(Data in this exercise)

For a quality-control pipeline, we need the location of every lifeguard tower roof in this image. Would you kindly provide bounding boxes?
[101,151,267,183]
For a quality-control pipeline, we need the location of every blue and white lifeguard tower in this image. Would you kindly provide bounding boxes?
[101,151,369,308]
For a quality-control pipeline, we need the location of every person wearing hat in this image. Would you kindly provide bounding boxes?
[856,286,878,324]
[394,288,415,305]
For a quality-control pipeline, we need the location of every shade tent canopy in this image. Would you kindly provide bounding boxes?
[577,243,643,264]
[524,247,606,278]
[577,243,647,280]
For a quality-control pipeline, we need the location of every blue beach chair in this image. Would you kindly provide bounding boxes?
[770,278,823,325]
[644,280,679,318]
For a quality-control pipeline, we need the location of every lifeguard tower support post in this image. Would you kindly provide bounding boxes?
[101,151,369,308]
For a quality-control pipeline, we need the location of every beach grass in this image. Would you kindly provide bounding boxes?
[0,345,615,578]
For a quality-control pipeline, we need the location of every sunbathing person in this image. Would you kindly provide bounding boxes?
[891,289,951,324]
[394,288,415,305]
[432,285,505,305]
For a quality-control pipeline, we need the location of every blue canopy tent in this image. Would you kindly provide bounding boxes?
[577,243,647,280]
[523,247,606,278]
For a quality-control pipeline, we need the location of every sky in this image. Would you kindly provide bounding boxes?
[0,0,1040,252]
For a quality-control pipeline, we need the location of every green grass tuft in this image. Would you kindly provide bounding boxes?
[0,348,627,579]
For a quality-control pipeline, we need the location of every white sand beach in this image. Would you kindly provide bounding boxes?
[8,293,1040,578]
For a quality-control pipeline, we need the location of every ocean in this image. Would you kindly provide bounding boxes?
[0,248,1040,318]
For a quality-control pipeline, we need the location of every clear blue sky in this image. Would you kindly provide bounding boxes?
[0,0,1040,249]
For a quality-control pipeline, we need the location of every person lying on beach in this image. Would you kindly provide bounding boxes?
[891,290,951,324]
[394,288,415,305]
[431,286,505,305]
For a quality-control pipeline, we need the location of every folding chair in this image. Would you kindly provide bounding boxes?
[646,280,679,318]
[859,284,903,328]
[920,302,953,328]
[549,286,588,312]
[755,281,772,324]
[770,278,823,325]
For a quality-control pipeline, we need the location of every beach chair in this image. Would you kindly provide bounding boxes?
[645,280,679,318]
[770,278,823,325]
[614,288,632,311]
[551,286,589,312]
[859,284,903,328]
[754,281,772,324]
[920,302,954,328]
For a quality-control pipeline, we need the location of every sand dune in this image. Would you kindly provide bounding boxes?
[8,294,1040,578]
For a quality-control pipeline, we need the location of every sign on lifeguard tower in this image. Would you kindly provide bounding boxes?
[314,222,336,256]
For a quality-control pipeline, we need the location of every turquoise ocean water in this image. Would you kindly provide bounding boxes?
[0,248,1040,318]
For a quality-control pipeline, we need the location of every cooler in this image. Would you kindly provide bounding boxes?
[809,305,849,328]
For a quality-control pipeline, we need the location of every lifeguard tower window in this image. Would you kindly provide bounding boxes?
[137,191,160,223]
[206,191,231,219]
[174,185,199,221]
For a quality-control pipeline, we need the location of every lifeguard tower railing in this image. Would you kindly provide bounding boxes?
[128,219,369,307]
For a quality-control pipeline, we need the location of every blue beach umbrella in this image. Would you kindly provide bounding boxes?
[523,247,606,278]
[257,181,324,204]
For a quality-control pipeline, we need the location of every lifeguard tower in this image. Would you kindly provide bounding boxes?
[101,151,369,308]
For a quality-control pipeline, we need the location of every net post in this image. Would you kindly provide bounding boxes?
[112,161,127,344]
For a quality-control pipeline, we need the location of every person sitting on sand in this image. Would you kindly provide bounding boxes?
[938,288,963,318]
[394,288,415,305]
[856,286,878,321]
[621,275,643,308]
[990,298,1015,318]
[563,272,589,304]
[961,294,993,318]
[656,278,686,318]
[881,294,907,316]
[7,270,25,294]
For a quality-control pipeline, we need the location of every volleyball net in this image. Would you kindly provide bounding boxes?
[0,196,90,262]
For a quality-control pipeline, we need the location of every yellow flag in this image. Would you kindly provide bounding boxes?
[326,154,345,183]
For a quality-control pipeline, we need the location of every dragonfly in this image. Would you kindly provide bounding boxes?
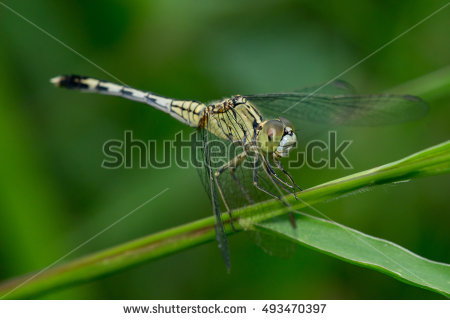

(Exercise task) Copy out every one of the records above word for word, leaving out the pictures.

(Correct output)
For a quality-control pipeline, we need the location of every lifeguard tower roof in this image. Would you kindly provide bounding boxes?
[101,151,267,183]
For a quality-control pipeline, we need the location of every blue and white lifeguard tower in this image. Would you kindly provide bounding boxes?
[101,151,369,308]
For a quality-control pipeline, we need the location of every person wearing hat in this image. Would you kindly provide bounding boxes?
[856,286,878,324]
[394,288,415,305]
For a quality-control pipeline, we need the location of every shade tent canopy in this image. Would you kindly provide bounding boxes?
[577,243,643,264]
[524,247,606,278]
[577,243,647,280]
For a quality-control pipeline, we need the location of every blue beach chair in this image. Would you kindly provide bounding boxes?
[770,278,823,325]
[644,280,679,318]
For a quality-control pipeline, we need the location of every lifeguard tower support post in this image. Would you kindly provide bounding boxes?
[101,151,369,308]
For a quality-control pipeline, we need the location of every beach grass in this image. Would you kindly provide bounding boxes?
[0,345,615,578]
For a quality-control pipeline, we need the location of every sunbathing person in this image. Would you kindly provide bounding boxes?
[891,289,951,324]
[394,288,415,305]
[432,285,505,305]
For a quality-control pipeline, we need the location of every blue canopy tent in this image. Would you kindly provide bounding boxes?
[577,243,647,280]
[523,247,606,278]
For a quality-control pipeline, we need the location of every sky in this image. Would you kindly provide bounding boxes?
[0,0,1040,252]
For a quality-control pipeline, we need the location of every green grass tuft in this image. Would you kindly provide bounding boxes?
[0,348,627,579]
For a quality-control pipeline, we need the location of every white sand beach in this image. Would you kindly provide bounding boxes?
[8,293,1040,578]
For a quality-control pipeline, we need the location of every ocean in this image. Would you kindly provide bounding boxes?
[0,248,1040,318]
For a quality-control pipeline, we need the location of every clear blue sky in this image. Would you kindly provide bounding boxes?
[0,0,1040,249]
For a quality-control pipeline, we need the location of every person lying on beach in this image. Would you kindly provide bounding boxes?
[891,290,951,324]
[394,288,415,305]
[431,286,505,305]
For a quality-control pipeline, we need the location of every folding chair in this image. Would you kindly provide bounding boxes?
[646,280,679,318]
[859,284,903,328]
[920,302,953,328]
[549,286,588,312]
[755,281,772,324]
[770,278,823,325]
For a quality-control pipeline, we need the location of every beach chair in this image. Would you kindly provide bounding boxes?
[645,280,679,318]
[770,278,823,325]
[614,288,632,311]
[551,286,589,312]
[859,284,903,328]
[754,281,772,324]
[920,302,954,328]
For a quality-control pipeline, we need the location of every sand dune in this image. Would you kindly provide bounding boxes?
[8,294,1040,578]
For a quality-control pipeline, we need the location of every sign on lifeguard tower in this image. Would you kindly provide bounding boxes?
[314,222,336,256]
For a quality-control pipeline, we need the location of every turquoise ocean water in this image. Would you kindly provide bounding boxes?
[0,248,1040,318]
For a quality-control pipeline, we need the location of every cooler in this image. Would you kindly provide bounding boxes?
[809,305,849,328]
For a quality-control pipeline, we need the location of every lifeguard tower window in this image. Would you kindly provide bounding boxes?
[137,191,160,223]
[206,191,231,219]
[174,185,199,221]
For a quality-control pipeline, we need the location of every lifeguard tower railing in this image. Would you kindly provide bounding boxes?
[128,219,369,307]
For a quality-control pipeline, we need the location of every blue beach umbrella in this image. Would you kindly provide bounding boxes?
[523,247,606,278]
[257,181,324,204]
For a quality-control pipeline, we need the location of every lifeguard tower in this image. Would you kindly provide bounding boxes?
[101,151,369,308]
For a quality-control pipeline, we need the location of every net post in this image. Would you kindly provide bounding boxes?
[112,161,127,344]
For a quality-control pipeline, we need the location of every person sitting on sand in this image. Would you kindly provide bounding boxes?
[938,288,963,318]
[394,288,415,305]
[856,286,878,321]
[621,275,643,308]
[990,298,1015,318]
[563,272,589,304]
[961,294,993,318]
[656,278,686,318]
[881,294,907,316]
[7,270,25,294]
For a quality-control pipeline, we need the location of every volleyball net in this image. Would you kindly provide bounding boxes?
[0,196,90,262]
For a quality-control pipeline, we need the location of every yellow flag in this image. Would you kindly provide bounding boxes?
[326,154,345,183]
For a quality-control pipeline, we need the location of every dragonfly in this image. Would you kindly provide bounding boxes?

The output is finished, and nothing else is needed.